TASK INSTRUCTIONS: Render the lines of the records below, from the line with "Target: crowd of people" to the line with "M99 173L102 181L98", both included, as a Markdown table with the columns Row and Text. Put a running number in Row, put each line in Text, and skip any blank lines.

[Begin]

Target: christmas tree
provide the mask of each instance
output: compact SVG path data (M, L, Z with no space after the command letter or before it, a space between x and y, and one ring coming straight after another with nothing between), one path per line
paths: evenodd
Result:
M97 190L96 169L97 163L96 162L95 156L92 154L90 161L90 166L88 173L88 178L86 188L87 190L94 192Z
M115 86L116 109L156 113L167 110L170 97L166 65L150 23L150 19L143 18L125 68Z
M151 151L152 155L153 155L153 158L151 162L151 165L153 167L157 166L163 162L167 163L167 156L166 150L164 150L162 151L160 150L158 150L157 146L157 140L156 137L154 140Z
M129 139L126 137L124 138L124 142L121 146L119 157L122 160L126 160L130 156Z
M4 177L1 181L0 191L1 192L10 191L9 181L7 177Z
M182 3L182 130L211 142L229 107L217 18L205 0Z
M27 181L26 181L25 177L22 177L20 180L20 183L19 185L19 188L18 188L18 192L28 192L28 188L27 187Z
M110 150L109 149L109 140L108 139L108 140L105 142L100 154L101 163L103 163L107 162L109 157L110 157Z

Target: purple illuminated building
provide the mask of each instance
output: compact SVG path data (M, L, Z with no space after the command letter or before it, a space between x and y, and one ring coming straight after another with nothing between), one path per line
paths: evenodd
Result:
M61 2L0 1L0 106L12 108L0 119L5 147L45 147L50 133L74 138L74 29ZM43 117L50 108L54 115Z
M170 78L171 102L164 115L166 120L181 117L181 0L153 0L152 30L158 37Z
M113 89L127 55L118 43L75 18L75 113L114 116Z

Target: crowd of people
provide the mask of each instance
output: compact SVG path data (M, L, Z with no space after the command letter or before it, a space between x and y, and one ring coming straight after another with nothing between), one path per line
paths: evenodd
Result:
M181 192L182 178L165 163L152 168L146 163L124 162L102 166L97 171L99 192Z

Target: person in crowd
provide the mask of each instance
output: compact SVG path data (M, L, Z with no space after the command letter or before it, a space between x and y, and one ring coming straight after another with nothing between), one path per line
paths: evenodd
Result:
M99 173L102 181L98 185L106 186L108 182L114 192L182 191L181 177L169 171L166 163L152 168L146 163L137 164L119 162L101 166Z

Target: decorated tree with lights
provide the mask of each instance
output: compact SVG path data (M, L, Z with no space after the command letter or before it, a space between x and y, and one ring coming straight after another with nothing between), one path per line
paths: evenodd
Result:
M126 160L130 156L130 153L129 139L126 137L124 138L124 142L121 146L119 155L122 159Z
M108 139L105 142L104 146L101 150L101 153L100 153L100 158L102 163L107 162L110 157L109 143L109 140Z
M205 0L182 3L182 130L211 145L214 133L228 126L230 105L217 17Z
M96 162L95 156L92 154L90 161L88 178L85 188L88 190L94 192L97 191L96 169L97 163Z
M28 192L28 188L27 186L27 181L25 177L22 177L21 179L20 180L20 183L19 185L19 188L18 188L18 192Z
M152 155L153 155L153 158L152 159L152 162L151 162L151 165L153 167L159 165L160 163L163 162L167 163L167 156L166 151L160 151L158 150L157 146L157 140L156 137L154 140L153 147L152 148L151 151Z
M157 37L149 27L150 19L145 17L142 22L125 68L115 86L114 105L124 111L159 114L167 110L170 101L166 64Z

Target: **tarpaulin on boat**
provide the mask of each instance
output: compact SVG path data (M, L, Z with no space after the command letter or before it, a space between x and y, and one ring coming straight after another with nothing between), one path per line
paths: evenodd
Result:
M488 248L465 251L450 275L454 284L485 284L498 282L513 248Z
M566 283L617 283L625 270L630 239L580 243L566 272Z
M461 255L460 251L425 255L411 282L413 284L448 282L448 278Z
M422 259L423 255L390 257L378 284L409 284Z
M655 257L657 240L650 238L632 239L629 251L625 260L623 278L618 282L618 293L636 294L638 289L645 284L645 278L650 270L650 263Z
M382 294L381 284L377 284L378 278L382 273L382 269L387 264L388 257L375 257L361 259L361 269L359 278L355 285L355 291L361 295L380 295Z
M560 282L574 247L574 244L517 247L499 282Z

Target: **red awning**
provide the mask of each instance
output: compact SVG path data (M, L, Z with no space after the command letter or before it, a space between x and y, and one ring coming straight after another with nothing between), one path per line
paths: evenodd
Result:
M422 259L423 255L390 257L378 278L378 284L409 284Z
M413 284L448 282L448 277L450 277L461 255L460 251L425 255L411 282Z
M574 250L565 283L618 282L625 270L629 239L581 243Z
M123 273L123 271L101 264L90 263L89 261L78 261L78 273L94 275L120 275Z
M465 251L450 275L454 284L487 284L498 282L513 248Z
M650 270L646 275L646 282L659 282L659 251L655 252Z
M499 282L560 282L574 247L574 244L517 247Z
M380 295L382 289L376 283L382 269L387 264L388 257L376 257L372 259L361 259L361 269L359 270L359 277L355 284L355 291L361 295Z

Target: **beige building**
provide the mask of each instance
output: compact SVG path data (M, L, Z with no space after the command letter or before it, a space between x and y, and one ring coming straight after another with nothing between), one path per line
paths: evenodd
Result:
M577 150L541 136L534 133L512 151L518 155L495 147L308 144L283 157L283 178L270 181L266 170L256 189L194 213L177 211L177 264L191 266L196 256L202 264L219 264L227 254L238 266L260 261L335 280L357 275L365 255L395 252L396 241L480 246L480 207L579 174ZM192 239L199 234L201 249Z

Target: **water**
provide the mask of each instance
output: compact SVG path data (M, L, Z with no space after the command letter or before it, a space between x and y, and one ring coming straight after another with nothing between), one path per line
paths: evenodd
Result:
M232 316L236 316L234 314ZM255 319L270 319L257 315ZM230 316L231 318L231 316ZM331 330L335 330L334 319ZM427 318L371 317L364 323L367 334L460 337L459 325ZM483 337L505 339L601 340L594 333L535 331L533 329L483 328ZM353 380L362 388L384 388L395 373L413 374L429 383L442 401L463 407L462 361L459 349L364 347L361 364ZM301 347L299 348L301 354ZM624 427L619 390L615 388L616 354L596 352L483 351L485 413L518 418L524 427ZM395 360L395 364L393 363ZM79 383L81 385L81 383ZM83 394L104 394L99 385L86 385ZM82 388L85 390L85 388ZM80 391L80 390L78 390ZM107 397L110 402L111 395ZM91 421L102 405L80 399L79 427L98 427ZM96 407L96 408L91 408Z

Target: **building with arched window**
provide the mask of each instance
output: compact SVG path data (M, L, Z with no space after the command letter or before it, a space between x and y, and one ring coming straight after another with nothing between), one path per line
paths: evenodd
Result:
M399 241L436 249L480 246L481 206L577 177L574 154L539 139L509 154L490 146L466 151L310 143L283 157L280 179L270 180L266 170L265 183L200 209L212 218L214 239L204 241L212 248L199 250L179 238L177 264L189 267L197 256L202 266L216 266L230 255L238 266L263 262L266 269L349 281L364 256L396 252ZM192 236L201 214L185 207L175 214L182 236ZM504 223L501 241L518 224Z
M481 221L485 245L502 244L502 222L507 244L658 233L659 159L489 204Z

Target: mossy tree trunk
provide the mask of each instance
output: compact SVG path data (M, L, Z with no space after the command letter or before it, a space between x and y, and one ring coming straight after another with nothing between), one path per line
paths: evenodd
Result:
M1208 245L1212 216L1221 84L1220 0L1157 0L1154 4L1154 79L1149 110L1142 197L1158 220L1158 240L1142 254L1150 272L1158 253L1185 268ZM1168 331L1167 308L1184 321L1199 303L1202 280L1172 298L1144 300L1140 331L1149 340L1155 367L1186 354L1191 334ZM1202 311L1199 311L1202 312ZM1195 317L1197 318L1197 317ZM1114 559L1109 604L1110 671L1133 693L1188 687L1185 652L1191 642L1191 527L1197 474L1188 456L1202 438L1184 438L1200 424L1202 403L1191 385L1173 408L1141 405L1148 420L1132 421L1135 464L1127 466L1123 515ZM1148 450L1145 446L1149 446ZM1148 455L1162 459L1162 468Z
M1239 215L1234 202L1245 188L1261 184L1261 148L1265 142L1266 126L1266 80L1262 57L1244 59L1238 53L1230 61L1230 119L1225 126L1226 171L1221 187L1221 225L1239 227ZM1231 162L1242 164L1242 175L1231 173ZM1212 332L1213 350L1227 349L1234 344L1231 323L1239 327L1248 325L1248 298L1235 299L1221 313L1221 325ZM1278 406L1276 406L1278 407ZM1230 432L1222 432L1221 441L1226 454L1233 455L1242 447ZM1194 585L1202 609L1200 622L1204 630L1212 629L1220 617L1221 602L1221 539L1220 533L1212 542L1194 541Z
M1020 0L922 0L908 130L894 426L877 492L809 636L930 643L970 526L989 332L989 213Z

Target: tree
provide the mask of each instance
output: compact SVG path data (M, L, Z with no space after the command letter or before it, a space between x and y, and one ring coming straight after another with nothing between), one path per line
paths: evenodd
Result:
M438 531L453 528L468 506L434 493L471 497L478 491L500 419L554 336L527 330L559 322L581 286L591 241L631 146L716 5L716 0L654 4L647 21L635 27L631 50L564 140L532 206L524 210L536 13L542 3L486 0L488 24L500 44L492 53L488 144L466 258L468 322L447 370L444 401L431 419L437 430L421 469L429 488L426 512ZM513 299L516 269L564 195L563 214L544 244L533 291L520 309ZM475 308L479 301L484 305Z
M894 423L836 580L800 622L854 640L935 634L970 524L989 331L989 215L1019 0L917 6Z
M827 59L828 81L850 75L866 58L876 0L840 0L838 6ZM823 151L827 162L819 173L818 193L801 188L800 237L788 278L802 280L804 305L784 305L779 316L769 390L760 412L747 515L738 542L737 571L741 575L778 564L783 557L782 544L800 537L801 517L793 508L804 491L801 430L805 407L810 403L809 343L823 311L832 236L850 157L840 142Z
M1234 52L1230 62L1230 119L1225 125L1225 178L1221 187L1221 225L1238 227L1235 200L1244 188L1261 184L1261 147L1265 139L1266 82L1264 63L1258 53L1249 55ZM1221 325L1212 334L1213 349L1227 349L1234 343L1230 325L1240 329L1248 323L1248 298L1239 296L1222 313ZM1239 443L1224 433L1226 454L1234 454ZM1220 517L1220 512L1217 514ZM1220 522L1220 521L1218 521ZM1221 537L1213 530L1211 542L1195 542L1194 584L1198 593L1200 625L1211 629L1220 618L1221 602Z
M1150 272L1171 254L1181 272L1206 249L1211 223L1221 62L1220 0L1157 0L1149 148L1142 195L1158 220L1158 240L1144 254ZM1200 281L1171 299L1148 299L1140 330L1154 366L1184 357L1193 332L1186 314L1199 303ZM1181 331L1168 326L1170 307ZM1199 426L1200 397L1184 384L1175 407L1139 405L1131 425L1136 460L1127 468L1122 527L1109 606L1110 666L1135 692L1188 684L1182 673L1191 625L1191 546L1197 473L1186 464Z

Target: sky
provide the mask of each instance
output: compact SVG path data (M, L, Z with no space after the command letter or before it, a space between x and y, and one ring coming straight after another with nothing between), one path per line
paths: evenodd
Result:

[End]

CORRECT ANSWER:
| Row | Text |
|---|---|
| 1 | Target: crowd of people |
| 2 | provide the mask of each instance |
| 3 | output: compact SVG path data (M, L, Z with no space after the command letter or before it, a space between x and y, and one ring coming straight after another with nothing between), one path per line |
| 4 | paths: evenodd |
| 5 | Result: |
| 6 | M181 192L182 178L165 163L152 168L146 163L124 162L102 166L97 171L99 192Z |
| 7 | Target: person in crowd |
| 8 | provide the mask of each instance |
| 9 | output: compact SVG path data (M, L, Z with no space after the command letter or before it, a space between x and y, and one ring coming straight after another with nothing between), one path per line |
| 10 | paths: evenodd |
| 11 | Result: |
| 12 | M99 173L102 181L98 185L106 186L108 182L114 192L182 191L181 177L169 171L166 163L152 168L146 163L137 164L119 162L101 166Z |